*EXERCÍCIO ESCRITO A:* Imprima, sem alterações, a parte do trecho sobre música que começa em "Só muitos anos" e segue até "um, depois outro).".
*EXERCÍCIO ESCRITO B:* No trecho sobre música, por quantos anos a pessoa que narra trabalhou com algo sem relação com a música antes de voltar a estudar violão?

*TRECHO FORNECIDO:*
----
A música tem esse dom de me transportar, de fazer aflorar sentimentos, de trazer boas lembranças e me fazer imaginar projetos e sonhos sendo realizados. Pelo menos para mim é assim. Além da Bossa Nova, descobri recentemente porque eu gosto tanto de Jazz e porque aquilo me parece tão familiar. Um outro tio morava perto da minha casa e eu sempre ia lá para brincar com meus primos, de idades próximas à minha. Eles tinham uma vitrola muito boa e muitos discos. Ouvíamos sempre os Beatles (que minha prima amava e tinha absolutamente tudo deles) e também os discos do meu tio: Ella Fitzgerald, Louis Armstrong, Billy Holliday, Sarah Vaugh… Meu tio tinha um tremendo bom gosto para a música e aquilo também foi entrando na minha cabeça, assim meio por “osmose”. Bem, eu e minha amiga até fomos estudar violão juntas, por volta dos quinze anos, mas nossa felicidade durou pouco. Apenas uns seis meses. Ela se mudou para longe e nós fomos obrigadas a nos afastar. Coisas da vida... E a tal vida foi tomando novos rumos, tanto para mim quanto para ela. Eu fui para a faculdade, para realizar outro sonho: ser cientista, estudar a natureza. E a música foi ficando relegada a um segundo plano, o violão ficou anos e anos encostado a um canto, mudo, mudo, 'tadinho...

 Só muitos anos depois (muitos anos mesmo...décadas…) eu voltei a estudar violão. Já adulta, com filhos crescidos e depois de ter trabalhado vinte anos com algo que nada tinha a ver com a música eu, finalmente, consegui realizar o velho sonho de estudar violão. Tive a sorte de conhecer dois profissionais extremamente competentes, músicos de primeiríssima qualidade, que me ensinaram tudo o que sei (primeiro um, depois outro).
----
*DADOS ARMAZENADOS:*

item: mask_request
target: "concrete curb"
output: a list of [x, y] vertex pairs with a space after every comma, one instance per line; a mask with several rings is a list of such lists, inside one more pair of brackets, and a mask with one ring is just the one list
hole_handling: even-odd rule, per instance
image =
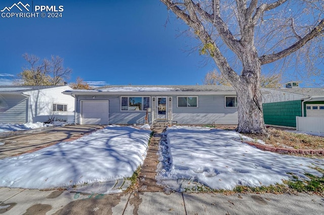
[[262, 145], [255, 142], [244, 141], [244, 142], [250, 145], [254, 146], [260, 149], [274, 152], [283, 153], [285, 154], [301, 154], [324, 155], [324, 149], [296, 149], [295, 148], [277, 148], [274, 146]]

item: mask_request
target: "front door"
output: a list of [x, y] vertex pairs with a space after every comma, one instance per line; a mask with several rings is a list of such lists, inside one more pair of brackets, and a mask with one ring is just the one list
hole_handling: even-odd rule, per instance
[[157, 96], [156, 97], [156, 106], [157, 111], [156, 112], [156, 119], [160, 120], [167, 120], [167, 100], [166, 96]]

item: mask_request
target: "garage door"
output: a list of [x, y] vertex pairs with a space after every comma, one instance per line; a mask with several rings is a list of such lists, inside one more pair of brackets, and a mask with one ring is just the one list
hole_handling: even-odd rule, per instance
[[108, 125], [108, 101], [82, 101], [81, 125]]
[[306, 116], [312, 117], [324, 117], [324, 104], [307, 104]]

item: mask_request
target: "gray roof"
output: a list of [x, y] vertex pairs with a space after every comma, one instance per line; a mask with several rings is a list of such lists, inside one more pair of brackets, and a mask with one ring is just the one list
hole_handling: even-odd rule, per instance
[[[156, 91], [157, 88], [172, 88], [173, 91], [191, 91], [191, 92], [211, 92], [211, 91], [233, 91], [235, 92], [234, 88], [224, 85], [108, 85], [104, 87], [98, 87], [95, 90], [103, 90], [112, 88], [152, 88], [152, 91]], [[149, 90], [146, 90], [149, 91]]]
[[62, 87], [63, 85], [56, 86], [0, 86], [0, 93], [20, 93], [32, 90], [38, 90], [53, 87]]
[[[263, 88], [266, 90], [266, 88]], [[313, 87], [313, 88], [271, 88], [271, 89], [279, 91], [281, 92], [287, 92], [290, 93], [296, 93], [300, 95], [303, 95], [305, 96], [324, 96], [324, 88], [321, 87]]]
----
*RESPOSTA CORRETA A:*
Só muitos anos depois (muitos anos mesmo...décadas…) eu voltei a estudar violão. Já adulta, com filhos crescidos e depois de ter trabalhado vinte anos com algo que nada tinha a ver com a música eu, finalmente, consegui realizar o velho sonho de estudar violão. Tive a sorte de conhecer dois profissionais extremamente competentes, músicos de primeiríssima qualidade, que me ensinaram tudo o que sei (primeiro um, depois outro).

*RESPOSTA CORRETA B:* Vinte anos.